Excerpt to read:
────────────────────────────────────────
As long as that retributive justice is aimed at the right people.
Why do we want people to think twice next time? Because "that isn't what America is about?" The actual harm done to this country is contained entirely in the publicity accorded to these practices once they were discovered; publicity which served the political purposes of the left and numerous foreign states. The entirety of the "**** up" was in letting it ever be discovered, and in lying to the Administration to get them to sanction a program that wasn't accomplishing much of anything.
Why are we so concerned about this, beyond protecting people's sensibilities? So that it can be another boogeyman to scare people with in elections?
Or is it because we did it at the end of WWII and we feel the need for consistency? Maybe we should have thought about that before we allowed the Soviets to sit on the Nurnburg trials, despite their invasions of Poland and Finland - the latter of which was a liberal democracy forced into allying with the Axis. I have no problem with victor's justice for Nazis but we should never have dressed it up as a legal proceeding.
────────────────────────────────────────
Recorded data:

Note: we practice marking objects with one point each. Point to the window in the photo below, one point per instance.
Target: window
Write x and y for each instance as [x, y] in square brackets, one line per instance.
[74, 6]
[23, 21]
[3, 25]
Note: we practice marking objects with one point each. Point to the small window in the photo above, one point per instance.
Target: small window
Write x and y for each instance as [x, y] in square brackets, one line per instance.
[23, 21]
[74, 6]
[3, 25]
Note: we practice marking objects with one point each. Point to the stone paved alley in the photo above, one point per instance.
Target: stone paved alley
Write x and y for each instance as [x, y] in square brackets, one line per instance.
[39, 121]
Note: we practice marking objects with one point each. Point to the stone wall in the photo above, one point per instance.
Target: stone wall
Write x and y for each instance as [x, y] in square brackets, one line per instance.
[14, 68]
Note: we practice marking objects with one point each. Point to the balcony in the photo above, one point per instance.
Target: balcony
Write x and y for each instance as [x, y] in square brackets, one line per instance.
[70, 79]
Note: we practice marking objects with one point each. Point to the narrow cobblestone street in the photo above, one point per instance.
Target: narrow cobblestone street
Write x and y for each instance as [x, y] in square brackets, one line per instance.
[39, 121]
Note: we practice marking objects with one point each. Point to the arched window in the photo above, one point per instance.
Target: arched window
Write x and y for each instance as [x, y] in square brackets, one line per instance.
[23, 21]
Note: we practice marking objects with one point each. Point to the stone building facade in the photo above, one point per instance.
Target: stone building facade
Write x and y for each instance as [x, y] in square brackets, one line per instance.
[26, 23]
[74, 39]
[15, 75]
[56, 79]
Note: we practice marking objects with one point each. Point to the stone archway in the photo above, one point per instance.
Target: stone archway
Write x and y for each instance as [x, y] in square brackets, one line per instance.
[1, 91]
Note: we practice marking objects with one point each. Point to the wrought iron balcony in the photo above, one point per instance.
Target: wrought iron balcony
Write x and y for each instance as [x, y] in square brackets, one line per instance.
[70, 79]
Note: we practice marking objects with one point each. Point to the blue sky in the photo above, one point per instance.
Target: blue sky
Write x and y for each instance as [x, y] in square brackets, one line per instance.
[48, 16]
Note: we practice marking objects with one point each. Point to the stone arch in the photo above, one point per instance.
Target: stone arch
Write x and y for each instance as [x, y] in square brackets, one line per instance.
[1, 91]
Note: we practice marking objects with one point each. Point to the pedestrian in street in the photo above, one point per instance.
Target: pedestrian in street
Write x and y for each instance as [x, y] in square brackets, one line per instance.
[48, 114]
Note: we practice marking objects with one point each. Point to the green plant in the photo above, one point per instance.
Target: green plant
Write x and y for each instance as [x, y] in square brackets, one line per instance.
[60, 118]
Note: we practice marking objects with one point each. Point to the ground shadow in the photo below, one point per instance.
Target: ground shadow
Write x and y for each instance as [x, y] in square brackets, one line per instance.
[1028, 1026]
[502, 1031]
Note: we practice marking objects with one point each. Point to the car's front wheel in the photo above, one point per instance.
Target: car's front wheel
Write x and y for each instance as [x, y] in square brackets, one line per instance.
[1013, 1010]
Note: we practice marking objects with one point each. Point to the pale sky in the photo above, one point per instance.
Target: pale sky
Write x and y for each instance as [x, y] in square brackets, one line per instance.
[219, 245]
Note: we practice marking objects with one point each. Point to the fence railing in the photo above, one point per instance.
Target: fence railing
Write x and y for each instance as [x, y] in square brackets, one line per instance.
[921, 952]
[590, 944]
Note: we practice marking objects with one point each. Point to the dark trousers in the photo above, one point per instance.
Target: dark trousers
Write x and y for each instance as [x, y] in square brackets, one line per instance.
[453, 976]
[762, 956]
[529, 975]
────────────────────────────────────────
Work to complete:
A – In the passage on retributive justice, which two countries are the Soviets said to have invaded?
B – Write the next paragraph of the passage on retributive justice, picking up after its final sentence.
The listing above is separate material from the passage on retributive justice.

Results of the exercise:
A – Poland and Finland.

B –
The entire history of this issue is one endless morass of inconsistency, expediency, and selective enforcement world-wide, invariably for political purposes. All you're really doing is asking for yet another such action to be taken for the ends you find desirable - in this case, satisfying your own moral outrage. You aren't showing any real benefit to be had, nor any meaningful actual harm on the national scale that we need to remedy.